> EXERCISE TASK: Rewrite all of the material below, replacing every "purple flower" with "violet blossom" and leaving the rest unchanged.

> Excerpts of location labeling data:
══════

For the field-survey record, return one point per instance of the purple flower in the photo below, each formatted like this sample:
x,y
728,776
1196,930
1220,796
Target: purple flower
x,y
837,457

══════

> EXERCISE RESULT:
For the field-survey record, return one point per instance of the violet blossom in the photo below, each formatted like this sample:
x,y
728,776
1196,930
1220,796
Target: violet blossom
x,y
837,457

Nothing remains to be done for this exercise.